[Point labeling entries]
════════════════

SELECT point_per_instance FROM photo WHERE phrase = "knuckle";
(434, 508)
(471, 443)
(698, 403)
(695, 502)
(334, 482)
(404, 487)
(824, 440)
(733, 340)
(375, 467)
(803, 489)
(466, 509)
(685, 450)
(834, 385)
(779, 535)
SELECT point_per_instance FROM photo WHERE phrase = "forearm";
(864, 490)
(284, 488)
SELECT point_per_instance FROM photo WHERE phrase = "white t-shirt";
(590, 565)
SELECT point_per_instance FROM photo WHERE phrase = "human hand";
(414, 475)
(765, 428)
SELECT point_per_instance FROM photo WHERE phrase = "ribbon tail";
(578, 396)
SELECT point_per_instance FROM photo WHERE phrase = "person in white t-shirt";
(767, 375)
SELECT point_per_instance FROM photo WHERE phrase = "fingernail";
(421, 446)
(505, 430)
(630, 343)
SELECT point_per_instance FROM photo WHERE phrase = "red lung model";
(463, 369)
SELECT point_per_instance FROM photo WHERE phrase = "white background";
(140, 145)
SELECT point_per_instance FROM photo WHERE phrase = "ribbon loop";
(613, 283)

════════════════

REQUIREMENTS:
Could you substitute "image" for every "photo" in the entries above and leave everything else unchanged?

SOLVED EXERCISE:
SELECT point_per_instance FROM image WHERE phrase = "knuckle";
(434, 508)
(471, 443)
(698, 403)
(695, 502)
(334, 482)
(404, 487)
(824, 440)
(733, 340)
(375, 467)
(803, 489)
(466, 509)
(685, 450)
(834, 385)
(779, 535)
SELECT point_per_instance FROM image WHERE phrase = "forearm";
(864, 490)
(284, 488)
SELECT point_per_instance FROM image WHERE phrase = "white t-shirt";
(590, 565)
SELECT point_per_instance FROM image WHERE phrase = "human hand";
(414, 475)
(765, 428)
SELECT point_per_instance FROM image WHERE phrase = "ribbon tail";
(578, 396)
SELECT point_per_instance FROM image WHERE phrase = "person in white t-shirt";
(767, 375)
SELECT point_per_instance FROM image WHERE phrase = "fingernail";
(421, 446)
(505, 430)
(630, 343)
SELECT point_per_instance FROM image WHERE phrase = "red lung model";
(463, 369)
SELECT point_per_instance FROM image WHERE phrase = "white background";
(140, 145)
SELECT point_per_instance FROM image WHERE phrase = "ribbon loop";
(613, 283)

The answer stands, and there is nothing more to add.